**How to complete this task**
From the very first line of the data to the line containing "target | apartment building", retype everything exactly, leaving the pictures behind.

**Records shown**
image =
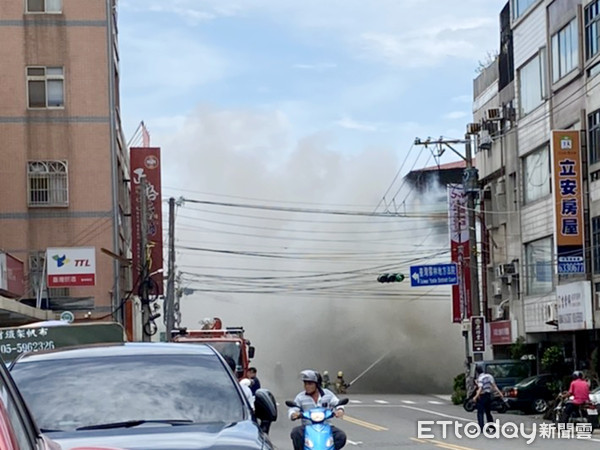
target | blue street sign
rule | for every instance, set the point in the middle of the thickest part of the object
(433, 275)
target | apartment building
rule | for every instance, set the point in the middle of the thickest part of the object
(63, 161)
(541, 209)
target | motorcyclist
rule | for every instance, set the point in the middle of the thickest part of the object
(340, 383)
(313, 396)
(580, 391)
(326, 380)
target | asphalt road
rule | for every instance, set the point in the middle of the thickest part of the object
(391, 422)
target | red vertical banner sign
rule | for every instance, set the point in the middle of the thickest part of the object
(460, 254)
(145, 163)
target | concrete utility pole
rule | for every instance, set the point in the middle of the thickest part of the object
(144, 269)
(471, 187)
(170, 300)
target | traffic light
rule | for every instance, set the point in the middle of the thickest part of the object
(390, 277)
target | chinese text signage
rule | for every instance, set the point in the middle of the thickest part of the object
(500, 332)
(478, 333)
(145, 164)
(568, 205)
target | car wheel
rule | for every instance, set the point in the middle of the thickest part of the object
(539, 405)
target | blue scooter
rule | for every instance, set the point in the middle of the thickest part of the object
(317, 434)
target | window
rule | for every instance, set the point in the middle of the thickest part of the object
(44, 6)
(47, 183)
(564, 51)
(594, 136)
(536, 175)
(592, 34)
(532, 86)
(45, 87)
(596, 243)
(538, 255)
(520, 6)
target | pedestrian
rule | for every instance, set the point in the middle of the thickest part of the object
(255, 382)
(486, 385)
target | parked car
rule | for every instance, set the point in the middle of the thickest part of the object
(533, 394)
(18, 430)
(142, 396)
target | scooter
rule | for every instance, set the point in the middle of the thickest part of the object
(317, 434)
(497, 404)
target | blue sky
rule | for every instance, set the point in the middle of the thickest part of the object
(312, 103)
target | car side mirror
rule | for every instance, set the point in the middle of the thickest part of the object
(265, 406)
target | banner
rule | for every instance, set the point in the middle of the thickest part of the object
(568, 201)
(460, 253)
(145, 163)
(71, 266)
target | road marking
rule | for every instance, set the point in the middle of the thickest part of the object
(362, 423)
(449, 446)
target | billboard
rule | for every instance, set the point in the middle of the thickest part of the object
(11, 276)
(460, 252)
(574, 306)
(478, 334)
(70, 266)
(145, 164)
(568, 205)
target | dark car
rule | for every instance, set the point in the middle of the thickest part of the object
(141, 396)
(533, 394)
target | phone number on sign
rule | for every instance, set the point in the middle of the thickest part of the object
(23, 347)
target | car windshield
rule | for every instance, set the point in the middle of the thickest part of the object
(74, 393)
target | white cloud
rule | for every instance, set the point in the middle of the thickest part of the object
(319, 67)
(352, 124)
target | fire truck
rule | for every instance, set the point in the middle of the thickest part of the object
(228, 341)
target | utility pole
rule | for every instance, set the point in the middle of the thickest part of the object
(170, 299)
(144, 269)
(470, 187)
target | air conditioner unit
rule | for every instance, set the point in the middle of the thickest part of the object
(501, 187)
(497, 288)
(473, 128)
(508, 113)
(493, 114)
(499, 270)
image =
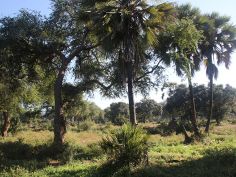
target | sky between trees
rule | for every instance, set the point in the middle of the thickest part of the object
(11, 7)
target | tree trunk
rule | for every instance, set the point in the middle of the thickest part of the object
(209, 117)
(132, 112)
(193, 117)
(6, 123)
(59, 120)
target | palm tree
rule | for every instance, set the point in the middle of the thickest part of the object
(129, 28)
(218, 45)
(179, 45)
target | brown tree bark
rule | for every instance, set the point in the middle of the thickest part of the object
(6, 123)
(132, 111)
(59, 120)
(193, 117)
(209, 117)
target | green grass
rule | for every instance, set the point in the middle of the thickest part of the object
(28, 154)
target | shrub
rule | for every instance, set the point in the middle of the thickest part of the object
(126, 146)
(85, 125)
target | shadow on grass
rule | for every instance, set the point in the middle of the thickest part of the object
(32, 158)
(215, 163)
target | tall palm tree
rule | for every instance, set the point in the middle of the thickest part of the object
(180, 47)
(127, 27)
(217, 47)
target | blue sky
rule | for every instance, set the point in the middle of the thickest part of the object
(226, 7)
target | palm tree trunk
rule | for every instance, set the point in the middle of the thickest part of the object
(132, 112)
(59, 120)
(209, 117)
(6, 123)
(193, 117)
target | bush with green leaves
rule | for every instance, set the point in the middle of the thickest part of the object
(126, 146)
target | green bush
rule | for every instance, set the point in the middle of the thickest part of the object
(126, 146)
(85, 125)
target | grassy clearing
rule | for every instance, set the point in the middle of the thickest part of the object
(214, 156)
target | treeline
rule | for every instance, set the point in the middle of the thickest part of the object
(118, 47)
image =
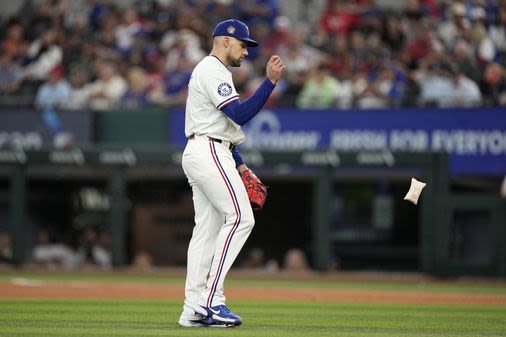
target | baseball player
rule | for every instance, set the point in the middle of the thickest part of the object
(223, 213)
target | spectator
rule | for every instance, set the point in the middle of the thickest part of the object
(462, 91)
(174, 87)
(338, 17)
(10, 74)
(136, 95)
(55, 92)
(320, 91)
(5, 247)
(43, 55)
(497, 32)
(47, 33)
(494, 85)
(374, 94)
(463, 57)
(107, 90)
(13, 41)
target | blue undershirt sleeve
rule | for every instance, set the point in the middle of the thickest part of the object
(237, 157)
(242, 112)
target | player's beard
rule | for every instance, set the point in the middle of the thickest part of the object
(234, 62)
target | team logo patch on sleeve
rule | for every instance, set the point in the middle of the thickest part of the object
(224, 89)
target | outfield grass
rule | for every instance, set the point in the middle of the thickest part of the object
(267, 318)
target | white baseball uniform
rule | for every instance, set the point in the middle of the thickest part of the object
(223, 215)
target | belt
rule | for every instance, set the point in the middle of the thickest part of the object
(230, 145)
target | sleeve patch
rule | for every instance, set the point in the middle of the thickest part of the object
(225, 89)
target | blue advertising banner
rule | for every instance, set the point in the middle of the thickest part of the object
(30, 129)
(474, 138)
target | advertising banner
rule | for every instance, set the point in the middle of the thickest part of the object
(474, 138)
(31, 129)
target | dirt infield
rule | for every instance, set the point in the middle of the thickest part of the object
(25, 289)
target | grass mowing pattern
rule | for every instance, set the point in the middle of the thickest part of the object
(423, 287)
(89, 318)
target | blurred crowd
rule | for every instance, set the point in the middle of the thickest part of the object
(105, 54)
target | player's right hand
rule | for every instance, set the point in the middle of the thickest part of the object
(275, 68)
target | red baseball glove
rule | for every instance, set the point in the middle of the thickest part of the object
(257, 191)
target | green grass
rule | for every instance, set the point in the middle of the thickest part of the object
(421, 286)
(158, 318)
(91, 318)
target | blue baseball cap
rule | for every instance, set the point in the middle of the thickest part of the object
(234, 28)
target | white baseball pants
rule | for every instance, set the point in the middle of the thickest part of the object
(223, 221)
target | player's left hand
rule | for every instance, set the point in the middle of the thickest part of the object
(257, 191)
(275, 68)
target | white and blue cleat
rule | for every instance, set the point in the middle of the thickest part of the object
(223, 314)
(205, 322)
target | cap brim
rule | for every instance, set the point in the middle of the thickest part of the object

**Answer to this problem**
image =
target | blue street sign
rule | for every instance, set the point in the middle of the thickest part of the object
(433, 275)
target | apartment building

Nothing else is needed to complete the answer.